▸ **REQUIRED ACTION**
Each entry is to be retyped exactly as it appears, and each image is to be dropped.

(Point-per-instance localization data)
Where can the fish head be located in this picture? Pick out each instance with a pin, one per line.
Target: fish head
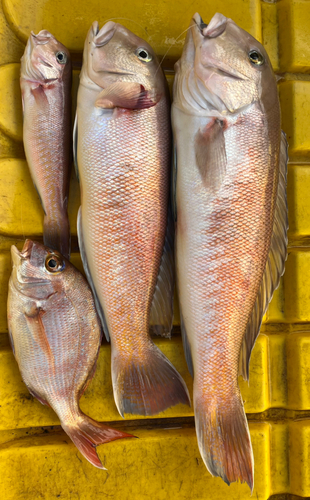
(45, 59)
(38, 271)
(113, 55)
(232, 69)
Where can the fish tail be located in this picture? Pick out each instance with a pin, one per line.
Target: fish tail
(146, 385)
(87, 434)
(224, 439)
(56, 233)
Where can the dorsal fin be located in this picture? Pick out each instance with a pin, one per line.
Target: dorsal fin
(187, 347)
(274, 266)
(161, 316)
(75, 148)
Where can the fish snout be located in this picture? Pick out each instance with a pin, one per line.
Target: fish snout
(41, 38)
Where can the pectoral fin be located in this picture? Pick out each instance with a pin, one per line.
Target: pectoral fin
(127, 95)
(161, 317)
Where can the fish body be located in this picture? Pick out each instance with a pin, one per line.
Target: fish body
(55, 335)
(123, 159)
(46, 93)
(231, 224)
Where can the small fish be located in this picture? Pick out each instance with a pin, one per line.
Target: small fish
(123, 150)
(45, 81)
(231, 224)
(55, 335)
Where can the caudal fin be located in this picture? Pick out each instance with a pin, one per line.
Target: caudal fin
(224, 440)
(146, 384)
(56, 233)
(86, 434)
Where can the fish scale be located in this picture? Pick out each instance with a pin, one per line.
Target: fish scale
(57, 345)
(230, 224)
(46, 95)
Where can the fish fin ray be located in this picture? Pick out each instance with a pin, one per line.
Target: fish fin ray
(210, 153)
(75, 138)
(128, 95)
(274, 265)
(224, 440)
(148, 385)
(187, 347)
(89, 278)
(39, 398)
(161, 316)
(87, 434)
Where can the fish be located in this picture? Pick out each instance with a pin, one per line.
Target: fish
(55, 335)
(122, 150)
(45, 80)
(230, 211)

▸ **COMPLETED TASK**
Where can the fish head be located in this picture? Pick out each instance with a pin, one per line.
Target: fish head
(45, 59)
(38, 271)
(113, 55)
(232, 69)
Where can the fish tail be located in this picture? Pick out each instance with a pin, one per line.
Target: fish tail
(146, 385)
(87, 434)
(224, 439)
(56, 233)
Where can the dorsal fin be located in this picture? Pick out each instance with a pin, one per line.
Target: dorsal fin
(187, 347)
(274, 266)
(161, 316)
(75, 148)
Where can the fish snout be located in this picture? Pick out each instance with a pin, one per line.
Target: fish snout
(41, 38)
Where can the pectoral fin be located in this picture? Pick out each instance with a pin, one per line.
Target: pectoral fin
(127, 95)
(161, 317)
Where can the fish body be located in this picture? Pick out each instance with a pin, one per line.
Target: fish body
(55, 335)
(123, 159)
(46, 93)
(231, 224)
Where can the small fish be located in this picture? Pick out each instance with a pin, one per line.
Target: small fish
(123, 150)
(45, 81)
(231, 224)
(55, 335)
Where can the caudal fin be located in this picture? Pick out each instance with a pin, one per line.
Target: caudal fin
(224, 440)
(146, 384)
(56, 233)
(86, 434)
Where can the fish scale be located in this picture? Pick out each instance with a pin, one per line.
Target: fish scale
(57, 345)
(230, 224)
(46, 95)
Where can the fish fin ray be located in this picture? Pick out each instance with a pin, one per line.
Target: fish fin ray
(210, 153)
(75, 138)
(128, 95)
(274, 265)
(224, 440)
(148, 385)
(187, 347)
(89, 278)
(39, 398)
(161, 316)
(87, 434)
Where can the fish be located in this picture? Pick out each instance with a pin, one per line.
Target: fish
(55, 335)
(122, 150)
(45, 80)
(230, 211)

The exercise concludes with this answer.